EXERCISE DESCRIPTION: Show me every line in the listing that has the word "reflection".
---------- EXTRACTED DATA ----------
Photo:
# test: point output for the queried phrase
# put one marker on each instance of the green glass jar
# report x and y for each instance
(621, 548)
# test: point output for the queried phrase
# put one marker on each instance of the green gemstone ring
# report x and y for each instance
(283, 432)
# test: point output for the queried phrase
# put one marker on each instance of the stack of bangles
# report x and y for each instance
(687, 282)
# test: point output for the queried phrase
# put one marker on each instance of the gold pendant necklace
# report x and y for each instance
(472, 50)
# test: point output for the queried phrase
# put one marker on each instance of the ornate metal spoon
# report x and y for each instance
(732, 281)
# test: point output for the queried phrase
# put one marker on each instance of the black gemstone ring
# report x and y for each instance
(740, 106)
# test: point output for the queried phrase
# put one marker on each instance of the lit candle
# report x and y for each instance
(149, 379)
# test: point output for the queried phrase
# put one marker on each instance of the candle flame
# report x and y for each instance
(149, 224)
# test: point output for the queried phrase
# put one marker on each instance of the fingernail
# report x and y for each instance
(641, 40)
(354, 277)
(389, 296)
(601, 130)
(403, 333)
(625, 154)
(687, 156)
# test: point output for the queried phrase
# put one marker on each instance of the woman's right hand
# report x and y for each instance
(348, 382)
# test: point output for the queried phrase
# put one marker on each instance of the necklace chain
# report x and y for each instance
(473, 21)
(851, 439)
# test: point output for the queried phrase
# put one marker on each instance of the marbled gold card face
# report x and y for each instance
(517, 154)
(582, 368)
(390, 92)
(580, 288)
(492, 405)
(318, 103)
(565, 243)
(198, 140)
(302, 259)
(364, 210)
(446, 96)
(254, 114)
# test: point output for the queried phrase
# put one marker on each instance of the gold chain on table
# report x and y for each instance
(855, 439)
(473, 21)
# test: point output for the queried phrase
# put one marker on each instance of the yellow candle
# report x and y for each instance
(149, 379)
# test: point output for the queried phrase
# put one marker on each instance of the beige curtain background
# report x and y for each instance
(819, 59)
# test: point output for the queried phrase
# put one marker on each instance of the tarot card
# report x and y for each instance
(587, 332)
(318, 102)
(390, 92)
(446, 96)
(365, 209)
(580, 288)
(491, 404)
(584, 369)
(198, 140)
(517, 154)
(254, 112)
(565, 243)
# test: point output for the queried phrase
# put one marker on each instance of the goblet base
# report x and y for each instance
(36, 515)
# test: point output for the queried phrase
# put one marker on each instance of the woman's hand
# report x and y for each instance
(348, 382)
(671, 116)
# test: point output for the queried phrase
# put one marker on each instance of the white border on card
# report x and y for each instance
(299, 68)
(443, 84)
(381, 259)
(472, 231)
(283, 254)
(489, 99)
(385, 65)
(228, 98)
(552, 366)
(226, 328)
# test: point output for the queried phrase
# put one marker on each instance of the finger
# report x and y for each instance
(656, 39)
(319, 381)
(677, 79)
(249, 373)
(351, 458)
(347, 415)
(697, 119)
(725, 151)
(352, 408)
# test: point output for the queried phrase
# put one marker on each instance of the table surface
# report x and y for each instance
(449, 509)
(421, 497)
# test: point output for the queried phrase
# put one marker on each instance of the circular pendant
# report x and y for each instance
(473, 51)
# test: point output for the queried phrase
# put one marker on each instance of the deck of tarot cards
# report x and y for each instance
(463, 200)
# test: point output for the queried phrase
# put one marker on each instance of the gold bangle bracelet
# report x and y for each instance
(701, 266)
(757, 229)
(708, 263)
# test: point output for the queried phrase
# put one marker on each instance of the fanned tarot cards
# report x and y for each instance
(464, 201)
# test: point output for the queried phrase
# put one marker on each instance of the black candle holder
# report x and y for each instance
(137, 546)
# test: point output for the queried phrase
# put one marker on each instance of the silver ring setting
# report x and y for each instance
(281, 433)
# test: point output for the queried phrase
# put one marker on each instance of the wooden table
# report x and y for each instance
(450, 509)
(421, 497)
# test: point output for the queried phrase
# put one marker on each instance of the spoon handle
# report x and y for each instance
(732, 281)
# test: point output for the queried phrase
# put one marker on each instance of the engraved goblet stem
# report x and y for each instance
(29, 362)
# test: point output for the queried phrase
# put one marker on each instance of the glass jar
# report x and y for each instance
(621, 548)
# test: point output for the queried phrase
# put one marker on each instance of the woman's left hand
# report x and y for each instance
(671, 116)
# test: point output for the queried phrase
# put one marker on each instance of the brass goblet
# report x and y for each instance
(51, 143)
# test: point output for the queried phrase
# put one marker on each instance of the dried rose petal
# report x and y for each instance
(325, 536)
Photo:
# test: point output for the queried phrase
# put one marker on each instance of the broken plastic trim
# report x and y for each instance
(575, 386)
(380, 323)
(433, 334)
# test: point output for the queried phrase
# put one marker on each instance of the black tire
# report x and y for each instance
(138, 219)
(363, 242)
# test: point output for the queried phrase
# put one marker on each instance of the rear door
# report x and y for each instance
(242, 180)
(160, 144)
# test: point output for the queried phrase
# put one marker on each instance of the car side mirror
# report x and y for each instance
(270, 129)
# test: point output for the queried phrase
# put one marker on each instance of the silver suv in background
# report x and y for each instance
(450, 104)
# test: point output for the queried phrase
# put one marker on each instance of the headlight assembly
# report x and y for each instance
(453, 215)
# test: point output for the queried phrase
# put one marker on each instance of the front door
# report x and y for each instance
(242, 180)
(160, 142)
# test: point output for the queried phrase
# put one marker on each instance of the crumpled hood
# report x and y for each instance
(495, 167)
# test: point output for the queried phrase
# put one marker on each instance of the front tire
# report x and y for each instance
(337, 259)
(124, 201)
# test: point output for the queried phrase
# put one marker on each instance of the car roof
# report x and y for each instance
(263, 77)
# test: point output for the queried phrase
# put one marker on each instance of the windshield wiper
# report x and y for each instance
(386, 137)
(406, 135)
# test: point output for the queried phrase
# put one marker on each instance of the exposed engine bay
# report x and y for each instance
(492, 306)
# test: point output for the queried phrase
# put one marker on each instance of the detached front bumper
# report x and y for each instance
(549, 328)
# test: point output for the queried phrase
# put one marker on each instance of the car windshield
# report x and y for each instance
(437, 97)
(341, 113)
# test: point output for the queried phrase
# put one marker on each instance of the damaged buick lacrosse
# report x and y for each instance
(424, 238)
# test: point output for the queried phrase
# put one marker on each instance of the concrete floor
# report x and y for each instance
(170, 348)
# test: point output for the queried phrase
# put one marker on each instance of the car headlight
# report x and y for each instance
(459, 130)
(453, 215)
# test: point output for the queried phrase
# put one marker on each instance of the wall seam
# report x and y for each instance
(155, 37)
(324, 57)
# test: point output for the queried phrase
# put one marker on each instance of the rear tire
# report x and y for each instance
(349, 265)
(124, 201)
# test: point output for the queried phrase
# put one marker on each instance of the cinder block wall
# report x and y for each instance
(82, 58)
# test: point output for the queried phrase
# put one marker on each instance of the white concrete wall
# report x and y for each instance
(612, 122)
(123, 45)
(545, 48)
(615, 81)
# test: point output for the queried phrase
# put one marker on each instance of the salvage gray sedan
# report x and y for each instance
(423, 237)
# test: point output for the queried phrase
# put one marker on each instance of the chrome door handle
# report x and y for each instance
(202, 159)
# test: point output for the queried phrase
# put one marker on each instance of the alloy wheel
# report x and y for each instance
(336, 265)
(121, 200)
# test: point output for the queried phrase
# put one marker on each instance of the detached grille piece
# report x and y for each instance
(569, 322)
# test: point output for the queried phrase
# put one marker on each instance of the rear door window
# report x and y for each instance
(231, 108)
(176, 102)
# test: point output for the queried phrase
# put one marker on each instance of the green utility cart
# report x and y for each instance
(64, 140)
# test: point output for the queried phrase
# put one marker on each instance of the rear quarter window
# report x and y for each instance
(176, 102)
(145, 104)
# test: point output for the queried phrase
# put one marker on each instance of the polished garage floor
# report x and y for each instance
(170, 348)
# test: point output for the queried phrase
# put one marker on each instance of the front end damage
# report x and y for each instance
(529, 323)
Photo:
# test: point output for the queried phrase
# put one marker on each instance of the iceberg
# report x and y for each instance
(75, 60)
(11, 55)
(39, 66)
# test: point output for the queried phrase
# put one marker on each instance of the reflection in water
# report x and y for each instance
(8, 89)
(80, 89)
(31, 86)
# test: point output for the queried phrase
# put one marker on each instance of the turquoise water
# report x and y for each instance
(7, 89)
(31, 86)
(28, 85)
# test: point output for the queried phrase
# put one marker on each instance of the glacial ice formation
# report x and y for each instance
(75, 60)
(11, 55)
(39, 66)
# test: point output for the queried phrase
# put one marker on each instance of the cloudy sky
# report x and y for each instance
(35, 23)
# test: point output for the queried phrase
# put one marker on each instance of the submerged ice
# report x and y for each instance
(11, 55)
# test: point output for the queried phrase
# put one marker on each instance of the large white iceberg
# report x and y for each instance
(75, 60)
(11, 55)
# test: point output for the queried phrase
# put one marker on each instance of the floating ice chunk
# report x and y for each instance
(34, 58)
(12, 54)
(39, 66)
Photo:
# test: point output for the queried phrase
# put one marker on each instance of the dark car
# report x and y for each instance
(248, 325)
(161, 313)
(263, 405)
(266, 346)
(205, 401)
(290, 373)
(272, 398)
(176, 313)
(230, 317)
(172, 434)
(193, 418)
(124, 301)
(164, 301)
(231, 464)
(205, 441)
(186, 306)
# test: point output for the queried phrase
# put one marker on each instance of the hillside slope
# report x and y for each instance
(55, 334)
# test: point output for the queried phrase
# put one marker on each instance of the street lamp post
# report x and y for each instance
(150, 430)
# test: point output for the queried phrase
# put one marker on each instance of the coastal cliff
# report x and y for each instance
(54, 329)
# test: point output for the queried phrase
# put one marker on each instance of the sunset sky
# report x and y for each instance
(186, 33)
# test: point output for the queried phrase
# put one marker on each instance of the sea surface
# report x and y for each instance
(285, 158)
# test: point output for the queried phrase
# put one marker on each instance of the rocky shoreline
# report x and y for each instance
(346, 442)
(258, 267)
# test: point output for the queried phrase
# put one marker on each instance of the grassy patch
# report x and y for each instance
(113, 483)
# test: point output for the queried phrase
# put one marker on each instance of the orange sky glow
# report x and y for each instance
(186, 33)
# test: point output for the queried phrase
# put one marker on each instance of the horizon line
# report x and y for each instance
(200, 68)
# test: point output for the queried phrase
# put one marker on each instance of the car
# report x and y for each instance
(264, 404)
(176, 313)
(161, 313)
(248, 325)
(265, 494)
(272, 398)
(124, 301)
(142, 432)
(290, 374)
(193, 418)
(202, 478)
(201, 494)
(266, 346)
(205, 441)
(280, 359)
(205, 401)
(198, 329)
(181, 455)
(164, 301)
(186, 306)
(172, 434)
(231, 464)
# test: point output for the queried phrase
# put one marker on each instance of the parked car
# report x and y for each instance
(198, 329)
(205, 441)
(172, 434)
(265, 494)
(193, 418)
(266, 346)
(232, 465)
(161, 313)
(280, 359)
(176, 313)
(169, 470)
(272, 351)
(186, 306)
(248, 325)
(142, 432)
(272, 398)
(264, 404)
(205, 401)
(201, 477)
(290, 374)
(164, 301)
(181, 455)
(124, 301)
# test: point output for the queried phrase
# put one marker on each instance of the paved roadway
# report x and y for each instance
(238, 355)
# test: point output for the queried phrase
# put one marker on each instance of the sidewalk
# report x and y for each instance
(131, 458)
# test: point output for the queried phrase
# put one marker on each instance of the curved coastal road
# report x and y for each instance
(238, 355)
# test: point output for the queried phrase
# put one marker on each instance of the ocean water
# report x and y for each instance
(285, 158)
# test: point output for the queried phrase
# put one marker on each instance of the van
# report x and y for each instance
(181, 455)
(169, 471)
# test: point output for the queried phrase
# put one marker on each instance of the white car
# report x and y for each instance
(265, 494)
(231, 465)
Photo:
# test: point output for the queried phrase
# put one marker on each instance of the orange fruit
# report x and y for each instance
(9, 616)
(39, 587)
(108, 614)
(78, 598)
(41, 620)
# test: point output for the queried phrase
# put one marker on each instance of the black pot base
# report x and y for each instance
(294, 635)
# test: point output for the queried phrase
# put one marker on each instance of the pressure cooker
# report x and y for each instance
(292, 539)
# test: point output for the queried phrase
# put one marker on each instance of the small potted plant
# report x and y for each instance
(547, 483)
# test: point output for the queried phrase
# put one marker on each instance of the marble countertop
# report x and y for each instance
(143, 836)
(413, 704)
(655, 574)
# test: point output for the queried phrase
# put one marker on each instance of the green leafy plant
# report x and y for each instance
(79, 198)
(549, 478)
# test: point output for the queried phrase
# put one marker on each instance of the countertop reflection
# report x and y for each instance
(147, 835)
----------
RESULT BELOW:
# put one marker on each instance of the reflection in water
# put one marker on each instance of the countertop reflection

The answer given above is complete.